= WORK TO COMPLETE =
Locate every line in the records that contains the string "plate" and copy each of those lines. Treat uppercase and lowercase as different.

= RECORDS SUPPLIED =
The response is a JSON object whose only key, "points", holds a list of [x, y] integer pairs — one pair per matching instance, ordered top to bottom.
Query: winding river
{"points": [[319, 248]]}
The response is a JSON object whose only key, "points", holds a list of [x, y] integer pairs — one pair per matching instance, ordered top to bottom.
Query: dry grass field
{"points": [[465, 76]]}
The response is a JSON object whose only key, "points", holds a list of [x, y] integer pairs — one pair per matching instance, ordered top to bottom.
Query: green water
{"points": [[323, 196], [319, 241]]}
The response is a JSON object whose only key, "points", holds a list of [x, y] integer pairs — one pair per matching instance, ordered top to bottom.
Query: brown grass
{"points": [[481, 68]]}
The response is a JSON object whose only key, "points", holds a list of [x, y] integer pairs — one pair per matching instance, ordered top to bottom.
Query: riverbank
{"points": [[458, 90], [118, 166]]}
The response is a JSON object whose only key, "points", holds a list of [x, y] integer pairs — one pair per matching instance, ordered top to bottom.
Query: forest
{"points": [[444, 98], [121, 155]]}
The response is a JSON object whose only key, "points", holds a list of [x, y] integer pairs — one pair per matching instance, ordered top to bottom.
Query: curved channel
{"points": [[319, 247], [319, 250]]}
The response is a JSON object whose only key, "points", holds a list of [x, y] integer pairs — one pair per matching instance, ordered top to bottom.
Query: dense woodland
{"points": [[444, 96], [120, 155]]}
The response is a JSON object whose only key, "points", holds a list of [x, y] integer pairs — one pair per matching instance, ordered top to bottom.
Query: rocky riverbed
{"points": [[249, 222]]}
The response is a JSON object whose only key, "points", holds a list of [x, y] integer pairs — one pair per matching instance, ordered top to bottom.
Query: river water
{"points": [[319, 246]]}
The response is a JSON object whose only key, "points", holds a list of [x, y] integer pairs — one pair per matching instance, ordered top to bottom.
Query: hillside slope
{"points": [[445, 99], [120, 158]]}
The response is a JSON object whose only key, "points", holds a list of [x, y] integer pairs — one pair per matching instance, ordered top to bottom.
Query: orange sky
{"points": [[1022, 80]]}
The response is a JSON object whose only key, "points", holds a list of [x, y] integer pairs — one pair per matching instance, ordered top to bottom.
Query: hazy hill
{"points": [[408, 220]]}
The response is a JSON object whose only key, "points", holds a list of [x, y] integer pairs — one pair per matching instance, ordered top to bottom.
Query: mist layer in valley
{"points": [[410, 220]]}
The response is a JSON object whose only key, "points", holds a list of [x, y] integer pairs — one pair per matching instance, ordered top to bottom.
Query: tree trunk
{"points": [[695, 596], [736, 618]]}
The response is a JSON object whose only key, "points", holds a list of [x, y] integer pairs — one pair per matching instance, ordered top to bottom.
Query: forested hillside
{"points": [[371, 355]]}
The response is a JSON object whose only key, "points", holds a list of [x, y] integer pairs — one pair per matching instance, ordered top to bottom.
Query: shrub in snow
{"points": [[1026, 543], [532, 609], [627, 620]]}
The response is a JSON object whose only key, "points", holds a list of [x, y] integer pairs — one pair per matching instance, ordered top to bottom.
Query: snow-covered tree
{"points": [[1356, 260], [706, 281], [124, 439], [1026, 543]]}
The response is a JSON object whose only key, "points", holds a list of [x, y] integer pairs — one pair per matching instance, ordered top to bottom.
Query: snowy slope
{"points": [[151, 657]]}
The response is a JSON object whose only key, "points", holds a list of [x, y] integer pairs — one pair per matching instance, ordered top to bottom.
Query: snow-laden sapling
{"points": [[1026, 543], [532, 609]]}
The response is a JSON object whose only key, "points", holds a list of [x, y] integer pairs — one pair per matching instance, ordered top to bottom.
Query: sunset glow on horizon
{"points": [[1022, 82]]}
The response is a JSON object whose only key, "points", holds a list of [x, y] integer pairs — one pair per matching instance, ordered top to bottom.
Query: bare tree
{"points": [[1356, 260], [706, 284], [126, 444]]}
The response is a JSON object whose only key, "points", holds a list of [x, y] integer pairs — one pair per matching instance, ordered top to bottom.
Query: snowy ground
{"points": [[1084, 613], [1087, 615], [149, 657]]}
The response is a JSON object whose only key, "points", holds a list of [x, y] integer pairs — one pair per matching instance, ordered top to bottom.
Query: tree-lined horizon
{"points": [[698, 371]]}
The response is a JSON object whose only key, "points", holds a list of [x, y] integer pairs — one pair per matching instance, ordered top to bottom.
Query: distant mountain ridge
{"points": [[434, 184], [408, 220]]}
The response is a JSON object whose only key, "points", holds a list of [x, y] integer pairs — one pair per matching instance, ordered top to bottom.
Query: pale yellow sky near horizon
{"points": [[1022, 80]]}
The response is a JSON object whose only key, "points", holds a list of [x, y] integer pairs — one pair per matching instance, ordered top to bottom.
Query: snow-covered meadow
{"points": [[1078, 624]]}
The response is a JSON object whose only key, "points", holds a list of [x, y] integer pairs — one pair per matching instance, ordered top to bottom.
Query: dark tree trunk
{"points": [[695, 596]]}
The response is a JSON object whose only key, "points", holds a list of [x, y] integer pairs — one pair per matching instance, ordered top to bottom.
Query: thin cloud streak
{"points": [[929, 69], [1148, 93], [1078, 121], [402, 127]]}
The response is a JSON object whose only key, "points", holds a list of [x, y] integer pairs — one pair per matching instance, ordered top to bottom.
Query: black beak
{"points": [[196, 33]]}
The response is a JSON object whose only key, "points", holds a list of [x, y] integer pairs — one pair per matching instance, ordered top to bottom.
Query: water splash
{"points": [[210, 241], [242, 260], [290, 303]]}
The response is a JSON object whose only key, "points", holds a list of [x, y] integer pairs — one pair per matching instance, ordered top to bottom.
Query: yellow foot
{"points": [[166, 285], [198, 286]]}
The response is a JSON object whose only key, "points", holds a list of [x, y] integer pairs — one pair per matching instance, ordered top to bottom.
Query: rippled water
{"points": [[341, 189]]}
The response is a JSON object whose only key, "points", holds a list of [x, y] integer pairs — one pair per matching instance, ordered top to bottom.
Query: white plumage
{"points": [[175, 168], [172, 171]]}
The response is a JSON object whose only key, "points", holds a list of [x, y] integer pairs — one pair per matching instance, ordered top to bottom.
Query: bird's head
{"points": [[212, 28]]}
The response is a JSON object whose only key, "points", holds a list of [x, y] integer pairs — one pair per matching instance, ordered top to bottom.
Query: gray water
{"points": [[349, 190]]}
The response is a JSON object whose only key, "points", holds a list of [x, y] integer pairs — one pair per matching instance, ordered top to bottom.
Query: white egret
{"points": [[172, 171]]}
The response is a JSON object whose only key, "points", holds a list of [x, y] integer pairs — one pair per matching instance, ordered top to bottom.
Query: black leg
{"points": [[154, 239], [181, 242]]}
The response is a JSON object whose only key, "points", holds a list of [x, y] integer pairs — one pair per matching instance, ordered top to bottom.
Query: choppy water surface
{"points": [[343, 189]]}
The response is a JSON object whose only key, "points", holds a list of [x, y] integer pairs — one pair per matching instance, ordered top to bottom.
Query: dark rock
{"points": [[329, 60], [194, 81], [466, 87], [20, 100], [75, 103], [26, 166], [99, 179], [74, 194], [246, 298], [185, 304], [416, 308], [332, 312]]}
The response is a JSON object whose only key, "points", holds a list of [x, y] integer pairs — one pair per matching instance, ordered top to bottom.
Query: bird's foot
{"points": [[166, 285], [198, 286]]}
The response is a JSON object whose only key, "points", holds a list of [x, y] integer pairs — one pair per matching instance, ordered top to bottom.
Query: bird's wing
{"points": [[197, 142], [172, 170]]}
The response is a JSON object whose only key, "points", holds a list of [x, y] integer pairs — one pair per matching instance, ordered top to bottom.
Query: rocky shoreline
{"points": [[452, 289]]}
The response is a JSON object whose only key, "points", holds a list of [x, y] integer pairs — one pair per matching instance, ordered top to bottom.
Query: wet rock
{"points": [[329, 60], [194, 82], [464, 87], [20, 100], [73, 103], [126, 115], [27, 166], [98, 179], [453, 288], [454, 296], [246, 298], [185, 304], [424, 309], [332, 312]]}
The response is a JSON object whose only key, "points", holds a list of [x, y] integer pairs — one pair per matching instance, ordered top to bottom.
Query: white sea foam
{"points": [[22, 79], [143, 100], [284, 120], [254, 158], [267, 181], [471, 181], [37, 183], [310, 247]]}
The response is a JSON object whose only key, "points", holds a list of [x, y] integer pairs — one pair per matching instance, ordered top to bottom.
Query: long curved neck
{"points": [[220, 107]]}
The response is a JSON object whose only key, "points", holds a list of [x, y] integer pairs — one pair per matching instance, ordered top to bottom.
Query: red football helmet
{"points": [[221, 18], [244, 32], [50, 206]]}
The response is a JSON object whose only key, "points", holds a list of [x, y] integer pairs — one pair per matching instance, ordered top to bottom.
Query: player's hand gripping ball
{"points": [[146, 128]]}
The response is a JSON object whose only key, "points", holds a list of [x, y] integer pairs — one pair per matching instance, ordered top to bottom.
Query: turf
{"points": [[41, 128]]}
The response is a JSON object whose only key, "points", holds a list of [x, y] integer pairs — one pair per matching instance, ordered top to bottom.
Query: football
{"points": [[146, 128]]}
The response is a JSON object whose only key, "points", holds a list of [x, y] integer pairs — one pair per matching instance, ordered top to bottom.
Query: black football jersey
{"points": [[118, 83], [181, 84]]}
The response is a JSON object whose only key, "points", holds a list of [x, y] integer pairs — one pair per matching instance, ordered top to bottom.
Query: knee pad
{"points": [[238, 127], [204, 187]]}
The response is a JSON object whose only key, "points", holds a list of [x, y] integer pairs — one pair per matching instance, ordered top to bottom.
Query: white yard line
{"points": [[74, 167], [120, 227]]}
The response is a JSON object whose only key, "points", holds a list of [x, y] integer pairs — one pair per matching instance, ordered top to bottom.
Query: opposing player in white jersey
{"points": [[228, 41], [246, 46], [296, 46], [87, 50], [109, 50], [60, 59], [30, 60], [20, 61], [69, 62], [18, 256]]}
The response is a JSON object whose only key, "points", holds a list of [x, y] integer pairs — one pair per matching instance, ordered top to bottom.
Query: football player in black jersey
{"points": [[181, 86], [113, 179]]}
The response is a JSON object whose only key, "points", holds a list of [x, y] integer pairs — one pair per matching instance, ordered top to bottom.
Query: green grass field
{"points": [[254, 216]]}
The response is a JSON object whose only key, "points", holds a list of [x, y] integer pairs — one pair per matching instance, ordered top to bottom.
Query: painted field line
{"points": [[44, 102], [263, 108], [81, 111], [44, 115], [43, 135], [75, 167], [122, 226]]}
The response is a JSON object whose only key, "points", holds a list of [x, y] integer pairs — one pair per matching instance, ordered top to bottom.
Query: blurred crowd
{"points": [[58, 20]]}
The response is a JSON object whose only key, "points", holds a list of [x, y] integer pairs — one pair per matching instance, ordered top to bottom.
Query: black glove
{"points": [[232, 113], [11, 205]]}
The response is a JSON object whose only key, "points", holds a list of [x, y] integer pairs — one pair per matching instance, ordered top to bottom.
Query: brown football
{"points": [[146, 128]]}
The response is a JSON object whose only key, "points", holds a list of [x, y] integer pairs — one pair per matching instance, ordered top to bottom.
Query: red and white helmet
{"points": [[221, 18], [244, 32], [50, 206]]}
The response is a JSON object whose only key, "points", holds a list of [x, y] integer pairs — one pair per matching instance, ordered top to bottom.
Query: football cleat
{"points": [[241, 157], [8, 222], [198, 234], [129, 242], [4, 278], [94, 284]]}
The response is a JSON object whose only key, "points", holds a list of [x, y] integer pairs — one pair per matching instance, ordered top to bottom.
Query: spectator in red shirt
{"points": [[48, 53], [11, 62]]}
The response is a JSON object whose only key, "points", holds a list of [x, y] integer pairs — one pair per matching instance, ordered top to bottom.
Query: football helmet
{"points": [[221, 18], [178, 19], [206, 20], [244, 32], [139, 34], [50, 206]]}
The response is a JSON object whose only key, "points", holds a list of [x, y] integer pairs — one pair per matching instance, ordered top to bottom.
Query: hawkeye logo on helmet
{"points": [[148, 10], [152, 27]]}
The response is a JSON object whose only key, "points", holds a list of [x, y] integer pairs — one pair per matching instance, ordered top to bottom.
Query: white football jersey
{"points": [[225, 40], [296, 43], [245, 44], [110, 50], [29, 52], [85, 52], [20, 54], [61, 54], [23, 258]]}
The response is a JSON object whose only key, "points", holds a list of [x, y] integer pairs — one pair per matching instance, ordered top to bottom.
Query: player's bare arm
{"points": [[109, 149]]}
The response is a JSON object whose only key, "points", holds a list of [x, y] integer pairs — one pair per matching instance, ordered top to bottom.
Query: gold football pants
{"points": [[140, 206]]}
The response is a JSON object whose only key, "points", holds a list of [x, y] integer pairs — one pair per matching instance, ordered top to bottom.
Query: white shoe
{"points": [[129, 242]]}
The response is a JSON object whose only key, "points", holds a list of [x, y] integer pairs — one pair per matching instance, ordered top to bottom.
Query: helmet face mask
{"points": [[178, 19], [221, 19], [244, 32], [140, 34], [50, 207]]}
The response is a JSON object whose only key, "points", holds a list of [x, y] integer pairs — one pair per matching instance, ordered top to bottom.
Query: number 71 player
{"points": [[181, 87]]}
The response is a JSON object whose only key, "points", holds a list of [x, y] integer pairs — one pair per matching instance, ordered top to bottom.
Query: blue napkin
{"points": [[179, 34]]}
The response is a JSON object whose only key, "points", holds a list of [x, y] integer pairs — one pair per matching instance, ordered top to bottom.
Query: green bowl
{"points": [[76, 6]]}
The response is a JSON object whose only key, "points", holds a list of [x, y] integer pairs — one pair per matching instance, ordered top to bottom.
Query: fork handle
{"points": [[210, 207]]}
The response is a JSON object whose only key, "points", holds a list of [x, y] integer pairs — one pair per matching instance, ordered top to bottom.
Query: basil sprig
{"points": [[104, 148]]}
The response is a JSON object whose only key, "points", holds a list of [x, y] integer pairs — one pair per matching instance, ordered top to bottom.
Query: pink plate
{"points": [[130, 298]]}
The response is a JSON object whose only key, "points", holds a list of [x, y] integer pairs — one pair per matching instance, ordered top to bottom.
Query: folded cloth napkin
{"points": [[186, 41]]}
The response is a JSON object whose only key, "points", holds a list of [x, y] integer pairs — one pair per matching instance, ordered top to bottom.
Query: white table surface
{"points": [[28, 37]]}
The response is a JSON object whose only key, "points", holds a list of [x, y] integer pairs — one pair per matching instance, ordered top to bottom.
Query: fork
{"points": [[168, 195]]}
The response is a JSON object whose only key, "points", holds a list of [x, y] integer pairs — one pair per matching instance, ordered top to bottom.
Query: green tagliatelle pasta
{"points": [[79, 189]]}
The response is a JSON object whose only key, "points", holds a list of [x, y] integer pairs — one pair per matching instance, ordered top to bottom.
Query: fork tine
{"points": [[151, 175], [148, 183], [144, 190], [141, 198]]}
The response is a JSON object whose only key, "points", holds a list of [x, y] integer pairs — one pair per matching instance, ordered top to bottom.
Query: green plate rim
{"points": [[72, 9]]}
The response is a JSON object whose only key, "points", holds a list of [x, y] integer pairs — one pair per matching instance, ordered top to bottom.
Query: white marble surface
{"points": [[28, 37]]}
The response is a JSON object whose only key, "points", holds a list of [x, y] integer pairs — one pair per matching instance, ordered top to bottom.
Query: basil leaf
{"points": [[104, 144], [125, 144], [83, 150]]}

= EXPECTED OUTPUT =
Query: pink plate
Query: green plate rim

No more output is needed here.